**Texto base:**

※

Título: Chuvas fracas mantêm reservatórios baixos
Autor: Rittner, Daniel
Fonte: Valor Econômico, 03/01/2008, Brasil, p. A3

O fenômeno climático "La Niña" baixou a intensidade das chuvas no último trimestre do ano passado e esvaziou os reservatórios das hidrelétricas, que começaram o mês de janeiro no nível mais baixo para o período, desde 2004, à exceção das represas situadas na região Sul. Além da estiagem prolongada, que se estendeu por outubro e novembro, o regime hidrológico voltou a decepcionar em dezembro - choveu só 73% da média histórica no Centro-Oeste/Sudeste, 49% no Norte e 45% no Nordeste.

Para o primeiro trimestre de 2008, segundo previsões do Instituto Nacional de Meteorologia (Inmet), as precipitações devem ficar novamente abaixo da média em boa parte de Minas e na Bahia. Previsões de outros institutos são mais otimistas e projetam um volume melhor de chuvas.

A situação ainda não é dramática, mas para analistas do setor elétrico se o regime de chuvas não se normalizar, os reservatórios podem diminuir a níveis perigosamente baixos durante o próximo período seco e exigir um uso mais intenso das usinas térmicas, a partir de abril. E aí surgem mais uma vez os temores de que não haja gás natural para todos - termelétricas, indústrias, residências e frota de veículos. "Estamos na ante-sala da crise", diz Adriano Pires, consultor do Centro Brasileiro de Infra-Estrutura e professor da UFRJ.

Em 1º de janeiro, o nível dos reservatórios estava em 46% da capacidade máxima no Centro-Oeste/Sudeste, 30,3% no Norte e 26,8% no Nordeste. Tratam-se de índices, respectivamente, 8, 6 e 36 pontos percentuais mais baixos do que aqueles verificados no primeiro dia do ano passado. Em uma comparação mais longa, somente em 2004 as represas começaram o ano mais vazias. Tranqüila, mesmo, apenas a situação das represas no Sul, que estão com 73% da capacidade máxima.

※

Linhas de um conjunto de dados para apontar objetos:
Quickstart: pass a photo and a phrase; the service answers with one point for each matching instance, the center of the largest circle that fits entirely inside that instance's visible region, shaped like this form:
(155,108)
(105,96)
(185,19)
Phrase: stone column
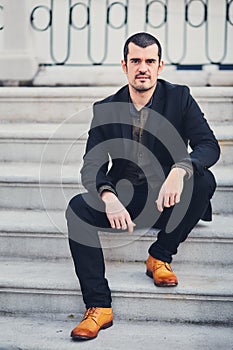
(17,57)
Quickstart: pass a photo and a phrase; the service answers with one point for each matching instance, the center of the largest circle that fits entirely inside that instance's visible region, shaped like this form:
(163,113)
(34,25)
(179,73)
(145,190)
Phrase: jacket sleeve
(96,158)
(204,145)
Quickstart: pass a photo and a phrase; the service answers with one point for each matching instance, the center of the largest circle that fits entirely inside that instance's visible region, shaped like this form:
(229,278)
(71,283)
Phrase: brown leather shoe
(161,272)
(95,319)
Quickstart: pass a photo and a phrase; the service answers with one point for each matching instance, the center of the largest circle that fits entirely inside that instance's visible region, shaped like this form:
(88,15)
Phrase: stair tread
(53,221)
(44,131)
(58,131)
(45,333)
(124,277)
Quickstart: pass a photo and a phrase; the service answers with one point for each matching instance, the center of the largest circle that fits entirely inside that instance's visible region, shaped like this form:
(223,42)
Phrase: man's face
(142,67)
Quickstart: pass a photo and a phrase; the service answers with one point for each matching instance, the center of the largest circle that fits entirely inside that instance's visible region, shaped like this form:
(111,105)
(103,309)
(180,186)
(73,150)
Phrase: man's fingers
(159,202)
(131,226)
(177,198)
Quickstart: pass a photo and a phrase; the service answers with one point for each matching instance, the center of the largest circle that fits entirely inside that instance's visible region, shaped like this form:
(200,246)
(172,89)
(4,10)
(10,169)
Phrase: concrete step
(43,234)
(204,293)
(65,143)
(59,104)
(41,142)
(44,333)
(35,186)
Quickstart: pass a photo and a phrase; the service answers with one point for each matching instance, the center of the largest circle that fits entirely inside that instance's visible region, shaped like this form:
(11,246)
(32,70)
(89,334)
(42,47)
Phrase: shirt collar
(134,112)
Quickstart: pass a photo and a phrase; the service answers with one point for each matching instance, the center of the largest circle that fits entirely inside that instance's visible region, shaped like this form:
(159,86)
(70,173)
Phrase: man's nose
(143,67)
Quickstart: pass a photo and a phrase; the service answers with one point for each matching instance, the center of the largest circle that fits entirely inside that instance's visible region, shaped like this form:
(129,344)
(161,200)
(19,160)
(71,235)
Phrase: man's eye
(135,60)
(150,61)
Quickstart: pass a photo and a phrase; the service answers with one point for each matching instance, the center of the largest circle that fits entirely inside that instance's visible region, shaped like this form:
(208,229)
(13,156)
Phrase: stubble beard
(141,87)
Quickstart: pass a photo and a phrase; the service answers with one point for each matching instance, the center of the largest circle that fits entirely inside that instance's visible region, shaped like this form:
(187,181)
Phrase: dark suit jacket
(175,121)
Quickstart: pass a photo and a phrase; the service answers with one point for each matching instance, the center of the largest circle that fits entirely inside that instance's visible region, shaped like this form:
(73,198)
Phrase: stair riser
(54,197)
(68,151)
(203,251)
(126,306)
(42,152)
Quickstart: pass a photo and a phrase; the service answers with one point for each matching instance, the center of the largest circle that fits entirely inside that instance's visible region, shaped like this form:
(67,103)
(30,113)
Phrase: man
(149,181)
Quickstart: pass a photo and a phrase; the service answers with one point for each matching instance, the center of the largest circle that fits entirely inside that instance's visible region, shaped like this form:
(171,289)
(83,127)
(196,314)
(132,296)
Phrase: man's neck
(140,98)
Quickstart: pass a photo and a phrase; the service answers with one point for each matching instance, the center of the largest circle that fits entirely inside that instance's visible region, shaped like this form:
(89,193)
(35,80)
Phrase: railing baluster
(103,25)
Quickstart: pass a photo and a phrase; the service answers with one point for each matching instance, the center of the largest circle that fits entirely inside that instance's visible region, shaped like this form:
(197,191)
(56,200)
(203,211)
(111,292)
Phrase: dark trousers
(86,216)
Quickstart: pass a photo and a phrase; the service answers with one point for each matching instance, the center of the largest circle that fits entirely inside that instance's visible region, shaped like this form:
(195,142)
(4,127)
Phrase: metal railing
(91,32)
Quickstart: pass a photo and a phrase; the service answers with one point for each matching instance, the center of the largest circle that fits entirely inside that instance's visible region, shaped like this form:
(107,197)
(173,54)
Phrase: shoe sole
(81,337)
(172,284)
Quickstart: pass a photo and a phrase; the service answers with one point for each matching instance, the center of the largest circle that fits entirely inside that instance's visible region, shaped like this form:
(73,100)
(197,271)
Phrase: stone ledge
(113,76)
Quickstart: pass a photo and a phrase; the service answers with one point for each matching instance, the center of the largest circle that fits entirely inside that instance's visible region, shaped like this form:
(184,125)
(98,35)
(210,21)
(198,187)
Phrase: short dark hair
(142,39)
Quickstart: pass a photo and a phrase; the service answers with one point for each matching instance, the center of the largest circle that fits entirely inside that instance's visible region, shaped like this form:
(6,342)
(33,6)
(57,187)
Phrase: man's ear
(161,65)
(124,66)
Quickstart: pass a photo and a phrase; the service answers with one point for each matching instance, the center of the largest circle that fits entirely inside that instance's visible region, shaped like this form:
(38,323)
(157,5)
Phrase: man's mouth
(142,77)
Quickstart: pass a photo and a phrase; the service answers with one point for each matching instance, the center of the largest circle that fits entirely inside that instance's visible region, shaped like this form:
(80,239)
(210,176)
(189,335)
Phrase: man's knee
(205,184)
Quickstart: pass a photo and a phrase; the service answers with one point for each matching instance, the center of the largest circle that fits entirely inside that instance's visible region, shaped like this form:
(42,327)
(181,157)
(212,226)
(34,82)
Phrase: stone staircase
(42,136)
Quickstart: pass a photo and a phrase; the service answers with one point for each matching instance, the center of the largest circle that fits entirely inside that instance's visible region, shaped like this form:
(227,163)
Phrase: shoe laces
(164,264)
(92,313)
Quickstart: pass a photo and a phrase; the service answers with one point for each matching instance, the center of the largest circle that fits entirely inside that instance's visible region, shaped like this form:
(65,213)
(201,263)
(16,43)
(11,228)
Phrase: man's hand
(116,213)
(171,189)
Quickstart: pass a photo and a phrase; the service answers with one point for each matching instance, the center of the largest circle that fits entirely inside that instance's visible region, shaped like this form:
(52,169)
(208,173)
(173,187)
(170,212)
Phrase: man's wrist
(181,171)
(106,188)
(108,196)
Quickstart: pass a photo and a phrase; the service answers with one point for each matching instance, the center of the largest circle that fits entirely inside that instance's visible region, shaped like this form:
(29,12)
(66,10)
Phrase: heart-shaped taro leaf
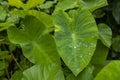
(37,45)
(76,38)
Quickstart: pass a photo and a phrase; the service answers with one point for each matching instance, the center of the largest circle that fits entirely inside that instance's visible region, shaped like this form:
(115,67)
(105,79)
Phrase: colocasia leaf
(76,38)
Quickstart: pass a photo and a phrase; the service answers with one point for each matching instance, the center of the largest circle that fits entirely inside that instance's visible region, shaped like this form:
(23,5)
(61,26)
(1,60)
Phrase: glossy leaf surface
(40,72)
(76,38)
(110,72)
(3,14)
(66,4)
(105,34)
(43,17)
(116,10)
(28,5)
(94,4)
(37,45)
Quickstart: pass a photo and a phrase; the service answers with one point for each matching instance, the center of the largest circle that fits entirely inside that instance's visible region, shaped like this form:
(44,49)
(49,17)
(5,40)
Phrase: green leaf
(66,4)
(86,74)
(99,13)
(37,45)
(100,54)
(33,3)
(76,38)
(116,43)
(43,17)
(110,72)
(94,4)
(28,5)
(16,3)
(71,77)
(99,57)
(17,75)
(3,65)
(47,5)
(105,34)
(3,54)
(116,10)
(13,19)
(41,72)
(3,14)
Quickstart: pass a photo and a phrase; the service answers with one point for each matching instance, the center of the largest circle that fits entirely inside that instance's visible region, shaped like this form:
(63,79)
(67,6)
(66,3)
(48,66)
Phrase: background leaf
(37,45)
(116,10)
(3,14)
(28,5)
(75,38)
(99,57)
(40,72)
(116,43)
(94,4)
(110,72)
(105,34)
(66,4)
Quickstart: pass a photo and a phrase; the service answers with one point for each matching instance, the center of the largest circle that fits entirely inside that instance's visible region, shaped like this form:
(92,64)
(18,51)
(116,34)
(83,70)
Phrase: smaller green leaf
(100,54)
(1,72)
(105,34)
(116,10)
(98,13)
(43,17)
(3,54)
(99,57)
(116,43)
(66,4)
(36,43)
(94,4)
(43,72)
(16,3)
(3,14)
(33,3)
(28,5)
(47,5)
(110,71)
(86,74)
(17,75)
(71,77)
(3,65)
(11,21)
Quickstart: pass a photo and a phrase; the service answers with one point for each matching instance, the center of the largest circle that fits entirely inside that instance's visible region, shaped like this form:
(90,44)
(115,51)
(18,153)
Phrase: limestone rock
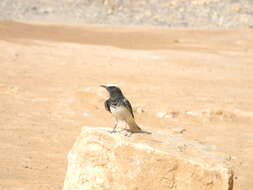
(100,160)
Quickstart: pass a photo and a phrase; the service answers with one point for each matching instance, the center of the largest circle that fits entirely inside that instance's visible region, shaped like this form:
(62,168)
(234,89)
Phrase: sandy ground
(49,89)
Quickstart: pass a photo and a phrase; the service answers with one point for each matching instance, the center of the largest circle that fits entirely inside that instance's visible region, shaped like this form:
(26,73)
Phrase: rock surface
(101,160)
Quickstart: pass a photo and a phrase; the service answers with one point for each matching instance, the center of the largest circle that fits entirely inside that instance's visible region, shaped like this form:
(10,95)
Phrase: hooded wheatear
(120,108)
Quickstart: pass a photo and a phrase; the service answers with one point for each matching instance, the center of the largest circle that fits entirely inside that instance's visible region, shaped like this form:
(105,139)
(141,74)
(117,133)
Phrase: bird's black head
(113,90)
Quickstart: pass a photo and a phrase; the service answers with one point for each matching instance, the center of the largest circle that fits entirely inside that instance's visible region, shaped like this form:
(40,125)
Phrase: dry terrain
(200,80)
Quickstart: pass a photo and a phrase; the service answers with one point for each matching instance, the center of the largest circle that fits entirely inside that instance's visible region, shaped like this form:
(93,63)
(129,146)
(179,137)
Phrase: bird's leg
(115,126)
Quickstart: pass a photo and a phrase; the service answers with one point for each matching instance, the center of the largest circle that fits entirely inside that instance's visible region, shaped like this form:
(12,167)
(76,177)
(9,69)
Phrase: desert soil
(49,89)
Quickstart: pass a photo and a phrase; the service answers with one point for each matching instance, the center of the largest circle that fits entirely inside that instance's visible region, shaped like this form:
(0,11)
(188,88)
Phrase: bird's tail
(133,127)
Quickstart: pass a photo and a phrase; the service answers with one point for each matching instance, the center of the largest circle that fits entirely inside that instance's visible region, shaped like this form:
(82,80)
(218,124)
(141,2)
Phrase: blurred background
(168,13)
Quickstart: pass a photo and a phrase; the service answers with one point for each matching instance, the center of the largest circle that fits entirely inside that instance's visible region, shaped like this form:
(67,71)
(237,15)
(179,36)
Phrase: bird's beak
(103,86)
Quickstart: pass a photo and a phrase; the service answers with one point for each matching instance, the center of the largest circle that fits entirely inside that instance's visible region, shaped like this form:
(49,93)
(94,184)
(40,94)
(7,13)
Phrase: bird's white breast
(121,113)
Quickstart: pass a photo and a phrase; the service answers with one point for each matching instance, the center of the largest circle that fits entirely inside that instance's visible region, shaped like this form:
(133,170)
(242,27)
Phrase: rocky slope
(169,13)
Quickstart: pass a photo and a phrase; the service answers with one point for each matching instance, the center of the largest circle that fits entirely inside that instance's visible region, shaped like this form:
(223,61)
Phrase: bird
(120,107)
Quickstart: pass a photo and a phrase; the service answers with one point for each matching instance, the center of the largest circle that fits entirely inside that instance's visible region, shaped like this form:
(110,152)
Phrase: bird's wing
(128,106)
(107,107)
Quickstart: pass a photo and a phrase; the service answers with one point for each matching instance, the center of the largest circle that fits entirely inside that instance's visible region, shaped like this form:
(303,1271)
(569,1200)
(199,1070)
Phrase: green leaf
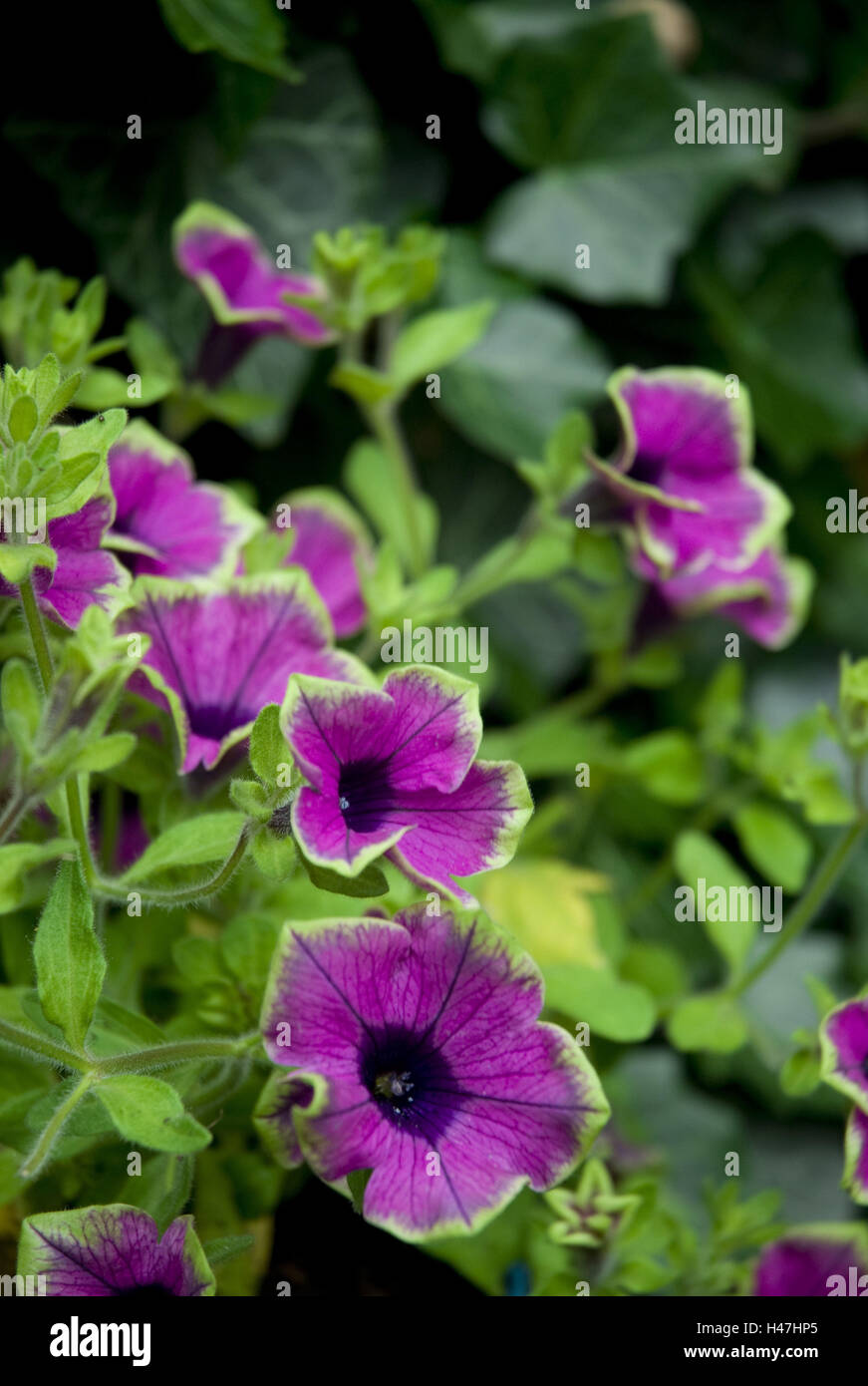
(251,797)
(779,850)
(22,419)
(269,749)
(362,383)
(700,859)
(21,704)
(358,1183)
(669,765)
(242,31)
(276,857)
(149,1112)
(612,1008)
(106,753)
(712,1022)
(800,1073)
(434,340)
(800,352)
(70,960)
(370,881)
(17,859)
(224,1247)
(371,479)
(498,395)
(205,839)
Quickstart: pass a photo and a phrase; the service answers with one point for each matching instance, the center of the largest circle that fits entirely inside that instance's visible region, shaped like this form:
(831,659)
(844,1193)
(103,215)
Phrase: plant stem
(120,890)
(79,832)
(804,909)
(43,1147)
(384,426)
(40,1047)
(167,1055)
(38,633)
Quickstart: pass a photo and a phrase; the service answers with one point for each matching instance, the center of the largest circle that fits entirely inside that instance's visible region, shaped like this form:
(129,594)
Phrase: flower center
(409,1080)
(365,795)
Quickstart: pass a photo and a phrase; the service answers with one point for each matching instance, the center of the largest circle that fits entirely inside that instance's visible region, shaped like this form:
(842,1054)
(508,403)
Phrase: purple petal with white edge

※

**Instruções de trabalho:**
a) Segundo a reportagem sobre os reservatórios, em que nível estavam as represas do Sul?
b) Liste todos os consumidores que, segundo a reportagem sobre os reservatórios, poderiam ficar sem gás natural.
c) Reproduza o trecho da reportagem sobre os reservatórios que começa em "Em 1º de janeiro, o" e termina em "da capacidade máxima.".
Estes registros vêm de outra fonte.

**Respostas:**
a) Em 73% da capacidade máxima.

b) Termelétricas, indústrias, residências e frota de veículos.

c)
Em 1º de janeiro, o nível dos reservatórios estava em 46% da capacidade máxima no Centro-Oeste/Sudeste, 30,3% no Norte e 26,8% no Nordeste. Tratam-se de índices, respectivamente, 8, 6 e 36 pontos percentuais mais baixos do que aqueles verificados no primeiro dia do ano passado. Em uma comparação mais longa, somente em 2004 as represas começaram o ano mais vazias. Tranqüila, mesmo, apenas a situação das represas no Sul, que estão com 73% da capacidade máxima.